**Task list**
- A) Summarize the biography of Alexander Lindsay in two sentences.
- B) Answer these questions from the biography of Alexander Lindsay:
(i) At which college did Lindsay graduate MA?
(ii) On what date was he admitted to the Scottish Privy Council?
(iii) At which church did he repent publicly?
- C) Carry the biography of Alexander Lindsay on beyond its last sentence.

**Excerpt to read**
** begin **
Alexander Lindsay of Evelick (c. 1561 – 1639), was a Church of Scotland minister who rose to be Bishop of Dunkeld.

Life

He was second son of John Lindsay, laird of Evelick. He graduated MA at St Leonard's College, St Andrews, and spent some time as a "regent" (the equivalent of a Fellow of the college.

In October 1591 Lindsay was ordained as minister of St Madoes church in Perthshire. He was elected Constant Moderator in 1606 but served only one year as he was chosen as to be Bishop of Dunkeld on 21 December 1607. On 27 January 1624, he was admitted to the Scottish Privy Council. He assisted in the coronation of King Charles I in 1633.

He was hostile to the introduction of the Book of Common Prayer in 1637 and, contrary to royal policy, favoured a reduced role for bishops. The following year he submitted to the Covenanters and was deprived of his office as Bishop on 24 December 1638. He temporarily lost his ministry of St Madoes but was reinstated in January 1639 having repented publicly at Kilspindie Church. He died in October 1639.
** end **
**Material provided**
** begin **
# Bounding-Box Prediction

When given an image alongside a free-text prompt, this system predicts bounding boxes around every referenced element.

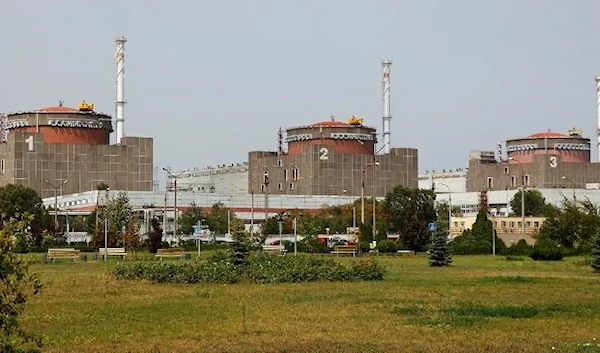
** end **
**Results for each task**
- A) Alexander Lindsay of Evelick (c. 1561–1639), the second son of the laird of Evelick and a graduate of St Leonard's College, St Andrews, was ordained minister of St Madoes in 1591, chosen as Bishop of Dunkeld in 1607, and admitted to the Scottish Privy Council in 1624. He opposed the Book of Common Prayer in 1637 and submitted to the Covenanters, so he lost his bishopric in December 1638, but he was reinstated at St Madoes in January 1639 after repenting publicly and died that October.

- B)
(i) St Leonard's College, St Andrews
(ii) 27 January 1624
(iii) Kilspindie Church

- C)
Family

He married twice: firstly to Barbara Bruce (d. August 1626), and had several children

Alexander Lindsay heir to Evelick
William Lindsay of Kilspindie
Catherine married John Lundie of Lundie
Helen married Sir Patrick Hay of Pitfour

Secondly he married Nicholas (sic) Dundas.

References

 Stevenson, David, "Lindsay, Alexander, of Evelick (c. 1561–1639)", in the Oxford Dictionary of National Biography, Oxford University Press, 2004 , Retrieved 19 Feb 2007

1560s births
1639 deaths
Bishops of Dunkeld (Church of Scotland)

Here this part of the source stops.